_Exercise details_:
The response must consist of the records below, copied exactly.

Saved entries:
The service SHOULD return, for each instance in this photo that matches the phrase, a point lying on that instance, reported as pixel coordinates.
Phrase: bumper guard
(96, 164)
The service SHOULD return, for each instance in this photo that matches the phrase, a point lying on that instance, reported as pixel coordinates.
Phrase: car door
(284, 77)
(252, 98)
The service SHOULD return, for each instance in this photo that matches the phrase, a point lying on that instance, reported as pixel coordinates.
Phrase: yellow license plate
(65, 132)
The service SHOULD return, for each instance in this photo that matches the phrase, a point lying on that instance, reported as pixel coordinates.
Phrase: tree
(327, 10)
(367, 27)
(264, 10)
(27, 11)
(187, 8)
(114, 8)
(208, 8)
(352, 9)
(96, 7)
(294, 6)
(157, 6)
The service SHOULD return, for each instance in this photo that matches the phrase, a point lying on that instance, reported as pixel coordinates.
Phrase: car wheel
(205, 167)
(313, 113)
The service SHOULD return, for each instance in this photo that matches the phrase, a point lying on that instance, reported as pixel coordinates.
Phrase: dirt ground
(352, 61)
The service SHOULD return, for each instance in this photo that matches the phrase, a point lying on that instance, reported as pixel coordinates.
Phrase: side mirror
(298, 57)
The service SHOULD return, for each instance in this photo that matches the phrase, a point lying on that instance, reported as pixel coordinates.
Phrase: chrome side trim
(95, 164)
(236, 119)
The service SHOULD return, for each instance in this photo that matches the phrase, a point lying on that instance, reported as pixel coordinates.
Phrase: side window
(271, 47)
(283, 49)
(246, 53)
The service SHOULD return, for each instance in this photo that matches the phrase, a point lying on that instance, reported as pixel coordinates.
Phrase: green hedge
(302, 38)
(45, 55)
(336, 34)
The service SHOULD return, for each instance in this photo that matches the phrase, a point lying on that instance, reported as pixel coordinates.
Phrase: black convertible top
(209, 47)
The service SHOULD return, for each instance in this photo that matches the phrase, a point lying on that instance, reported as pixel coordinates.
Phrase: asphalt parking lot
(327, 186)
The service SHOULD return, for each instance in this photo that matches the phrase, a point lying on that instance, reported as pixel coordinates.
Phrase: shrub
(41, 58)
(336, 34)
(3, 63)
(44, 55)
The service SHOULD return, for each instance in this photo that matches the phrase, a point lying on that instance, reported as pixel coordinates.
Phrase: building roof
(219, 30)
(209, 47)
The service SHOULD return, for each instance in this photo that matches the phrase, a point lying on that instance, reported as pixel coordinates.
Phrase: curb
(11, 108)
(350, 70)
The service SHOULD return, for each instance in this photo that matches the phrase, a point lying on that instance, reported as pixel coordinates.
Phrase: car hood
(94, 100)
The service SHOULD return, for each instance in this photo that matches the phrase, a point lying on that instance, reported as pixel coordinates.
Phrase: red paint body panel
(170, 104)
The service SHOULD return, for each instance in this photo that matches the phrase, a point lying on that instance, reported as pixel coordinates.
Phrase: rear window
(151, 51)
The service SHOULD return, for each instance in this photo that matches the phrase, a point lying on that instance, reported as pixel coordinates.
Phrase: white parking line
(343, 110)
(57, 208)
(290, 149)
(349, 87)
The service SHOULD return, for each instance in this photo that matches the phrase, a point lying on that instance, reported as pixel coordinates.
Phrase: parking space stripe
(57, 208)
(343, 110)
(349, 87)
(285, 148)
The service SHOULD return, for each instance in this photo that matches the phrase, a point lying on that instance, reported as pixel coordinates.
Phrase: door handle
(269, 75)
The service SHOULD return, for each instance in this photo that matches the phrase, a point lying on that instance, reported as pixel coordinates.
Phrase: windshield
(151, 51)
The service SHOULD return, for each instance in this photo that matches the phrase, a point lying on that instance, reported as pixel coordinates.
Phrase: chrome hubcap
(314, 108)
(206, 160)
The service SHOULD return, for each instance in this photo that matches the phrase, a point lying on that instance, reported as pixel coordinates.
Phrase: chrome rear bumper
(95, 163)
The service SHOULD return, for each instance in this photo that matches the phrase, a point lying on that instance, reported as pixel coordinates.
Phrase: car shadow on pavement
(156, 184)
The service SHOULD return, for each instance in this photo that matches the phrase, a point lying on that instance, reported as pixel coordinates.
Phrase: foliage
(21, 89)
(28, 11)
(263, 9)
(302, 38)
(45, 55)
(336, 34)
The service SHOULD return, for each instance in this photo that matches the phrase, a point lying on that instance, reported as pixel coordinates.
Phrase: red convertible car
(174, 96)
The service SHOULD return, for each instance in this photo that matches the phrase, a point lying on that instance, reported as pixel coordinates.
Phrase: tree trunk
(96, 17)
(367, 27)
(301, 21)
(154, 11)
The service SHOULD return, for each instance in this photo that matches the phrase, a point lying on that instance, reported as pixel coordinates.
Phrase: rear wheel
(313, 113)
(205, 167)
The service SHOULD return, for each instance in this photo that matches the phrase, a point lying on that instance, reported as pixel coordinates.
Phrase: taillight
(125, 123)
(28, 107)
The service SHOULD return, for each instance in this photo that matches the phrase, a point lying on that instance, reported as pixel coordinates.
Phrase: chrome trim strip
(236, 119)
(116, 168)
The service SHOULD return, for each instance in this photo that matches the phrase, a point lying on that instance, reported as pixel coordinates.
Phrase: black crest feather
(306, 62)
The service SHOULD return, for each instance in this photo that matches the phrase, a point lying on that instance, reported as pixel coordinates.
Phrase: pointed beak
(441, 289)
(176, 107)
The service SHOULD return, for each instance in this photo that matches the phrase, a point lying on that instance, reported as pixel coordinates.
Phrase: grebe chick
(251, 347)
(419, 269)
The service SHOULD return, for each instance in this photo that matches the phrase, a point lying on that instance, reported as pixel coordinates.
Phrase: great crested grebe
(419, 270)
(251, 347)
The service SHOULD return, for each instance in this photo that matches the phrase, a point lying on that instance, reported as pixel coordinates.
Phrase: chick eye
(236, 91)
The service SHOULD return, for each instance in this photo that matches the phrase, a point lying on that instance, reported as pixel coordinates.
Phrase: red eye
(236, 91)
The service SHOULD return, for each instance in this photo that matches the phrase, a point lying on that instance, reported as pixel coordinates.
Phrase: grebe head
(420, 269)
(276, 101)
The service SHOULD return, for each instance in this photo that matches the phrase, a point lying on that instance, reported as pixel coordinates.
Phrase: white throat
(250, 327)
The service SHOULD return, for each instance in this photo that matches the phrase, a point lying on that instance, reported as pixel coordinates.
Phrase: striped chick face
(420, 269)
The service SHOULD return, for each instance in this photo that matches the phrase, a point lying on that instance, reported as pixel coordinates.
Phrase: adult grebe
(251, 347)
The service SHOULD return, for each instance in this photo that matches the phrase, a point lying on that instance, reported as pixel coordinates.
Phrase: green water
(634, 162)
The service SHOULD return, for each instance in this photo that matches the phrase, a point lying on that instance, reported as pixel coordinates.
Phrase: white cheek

_Exercise solution_:
The service SHOULD return, for each instance in this photo that matches the phrase, a point lying on that instance, reported as pixel coordinates.
Phrase: bumper guard
(96, 164)
The service SHOULD return, for each instance in this photo that matches the phrase, a point lying on that instance, reported as pixel coordinates.
Phrase: car door
(284, 77)
(252, 98)
The service SHOULD return, for each instance in this photo that matches the phrase, a point lying on that instance, reported as pixel coordinates.
Phrase: yellow license plate
(65, 132)
The service SHOULD return, for each instance in this photo that matches the phrase, a point lying on that instance, reported as pixel coordinates.
Phrase: tree
(327, 10)
(367, 27)
(264, 10)
(27, 11)
(187, 8)
(114, 8)
(208, 8)
(352, 9)
(96, 7)
(294, 6)
(157, 6)
The service SHOULD return, for each instance in this photo that matches the phrase, a point lying on that instance, reported as pixel coordinates.
Phrase: car wheel
(205, 167)
(313, 113)
The service SHOULD return, for each instance in this photo that matches the phrase, a point lying on that instance, reported as pixel coordinates.
Phrase: dirt ground
(352, 61)
The service SHOULD return, for each instance in this photo that matches the phrase, a point lying on that instance, reported as pixel coordinates.
Phrase: side mirror
(298, 57)
The service SHOULD return, for each instance in this photo that matches the phrase, a point lying on that instance, reported as pixel coordinates.
Phrase: chrome side trim
(95, 164)
(236, 119)
The service SHOULD return, for each instance in this photo that matches the phrase, a point lying on that instance, reported as pixel coordinates.
Phrase: side window
(271, 47)
(283, 49)
(246, 53)
The service SHOULD return, for each instance in this photo that matches the phrase, a point lying on that instance, reported as pixel coordinates.
Phrase: green hedge
(302, 38)
(45, 55)
(336, 34)
The service SHOULD return, for each instance in this photo that matches the phrase, a point lying on that instance, reported as pixel coordinates.
Phrase: black convertible top
(209, 47)
The service SHOULD return, for each instance in this photo that matches the phrase, a point lying on that instance, reported as pixel coordinates.
Phrase: asphalt parking lot
(327, 186)
The service SHOULD return, for each instance in this photo that matches the phrase, a point lying on that instance, reported as pixel coordinates.
Phrase: shrub
(41, 58)
(336, 34)
(3, 63)
(44, 55)
The service SHOULD return, for each instance in this photo that matches the phrase, a point lying on that instance, reported as pixel coordinates.
Phrase: building roof
(219, 30)
(209, 47)
The service SHOULD return, for each instance in this photo that matches the phrase, a point lying on that instance, reported as pixel coordinates.
Phrase: curb
(11, 108)
(350, 70)
The service SHOULD return, for each instance in this photo that matches the phrase, a point lying on that instance, reported as pixel coordinates.
Phrase: car hood
(94, 100)
The service SHOULD return, for each instance in this photo that matches the phrase, a point lying on that instance, reported as pixel coordinates.
Phrase: red paint body panel
(170, 104)
The service SHOULD return, for each instance in this photo that matches the phrase, a point lying on that instance, reported as pixel coordinates.
Phrase: rear window
(151, 51)
The service SHOULD return, for each instance in this photo that matches the phrase, a point lying on that instance, reported as pixel coordinates.
Phrase: white parking line
(343, 110)
(57, 208)
(290, 149)
(349, 87)
The service SHOULD return, for each instance in this photo that matches the phrase, a point lying on that instance, reported as pixel coordinates.
Phrase: parking space stripe
(57, 208)
(343, 110)
(349, 87)
(285, 148)
The service SHOULD return, for each instance in this photo that matches the phrase, a point lying on that instance, reported as pixel coordinates.
Phrase: door handle
(269, 75)
The service SHOULD return, for each instance in this photo that matches the phrase, a point lying on that instance, reported as pixel coordinates.
Phrase: windshield
(151, 51)
The service SHOULD return, for each instance in this photo that matches the phrase, a point lying on that instance, reported as pixel coordinates.
Phrase: chrome hubcap
(314, 108)
(206, 160)
The service SHOULD return, for each instance in this photo that matches the phrase, a point lying on that instance, reported as pixel coordinates.
Phrase: chrome rear bumper
(95, 163)
The service SHOULD return, for each instance in this photo that matches the phrase, a point lying on that instance, reported as pixel coordinates.
Phrase: car shadow on pavement
(156, 184)
The service SHOULD return, for each instance in this photo that matches the phrase, a point lying on that instance, reported as pixel coordinates.
Phrase: foliage
(21, 89)
(28, 11)
(263, 9)
(302, 38)
(45, 55)
(336, 34)
The service SHOULD return, for each instance in this photo that matches the phrase, a point lying on that instance, reported as pixel coordinates.
Phrase: red convertible car
(174, 96)
The service SHOULD return, for each instance in this photo that matches the phrase, a point lying on that instance, reported as pixel coordinates.
Phrase: tree trunk
(96, 17)
(367, 27)
(301, 21)
(154, 11)
The service SHOULD return, for each instance in this photo that matches the phrase, a point lying on that instance, reported as pixel coordinates.
Phrase: rear wheel
(313, 113)
(205, 167)
The service SHOULD return, for each instance in this photo that matches the phrase, a point lying on that instance, reported as pixel coordinates.
Phrase: taillight
(125, 123)
(28, 107)
The service SHOULD return, for each instance in this photo that matches the phrase, a point lying on that instance, reported as pixel coordinates.
Phrase: chrome trim strip
(236, 119)
(116, 168)
The service SHOULD return, for each instance in this photo that matches the phrase, a point lying on that instance, reported as pixel coordinates.
Phrase: black crest feather
(306, 62)
The service SHOULD return, for each instance in this photo that matches the phrase, a point lying on that instance, reported as pixel coordinates.
Phrase: pointed beak
(441, 289)
(176, 107)
The service SHOULD return, for each instance in this photo that matches the phrase, a point lying on that instance, reported as pixel coordinates.
Phrase: grebe chick
(251, 347)
(419, 269)
The service SHOULD return, for each instance in this photo that matches the phrase, a point lying on that instance, reported as pixel coordinates.
Phrase: great crested grebe
(419, 270)
(251, 347)
The service SHOULD return, for each instance in this photo that matches the phrase, a point lying on that instance, reported as pixel coordinates.
Phrase: chick eye
(236, 91)
The service SHOULD return, for each instance in this photo that matches the phrase, a point lying on that instance, reported as pixel coordinates.
Phrase: red eye
(236, 91)
The service SHOULD return, for each instance in this photo that matches the phrase, a point lying on that instance, reported as pixel coordinates.
Phrase: grebe head
(420, 269)
(276, 101)
The service SHOULD return, for each instance in this photo that matches the phrase, a point lying on that instance, reported as pixel coordinates.
Phrase: white throat
(250, 327)
The service SHOULD return, for each instance in this photo that matches the phrase, a point lying on that instance, reported as pixel coordinates.
Phrase: striped chick face
(420, 269)
The service SHOULD return, for each instance in this photo that matches the phrase, a point lying on that instance, reported as pixel coordinates.
Phrase: adult grebe
(251, 347)
The service SHOULD return, for each instance in this photo that matches the phrase, a point lying on that instance, reported as pixel coordinates.
Phrase: green water
(634, 162)
The service SHOULD return, for each instance in this photo that matches the phrase, a point lying on that instance, reported as pixel coordinates.
Phrase: white cheek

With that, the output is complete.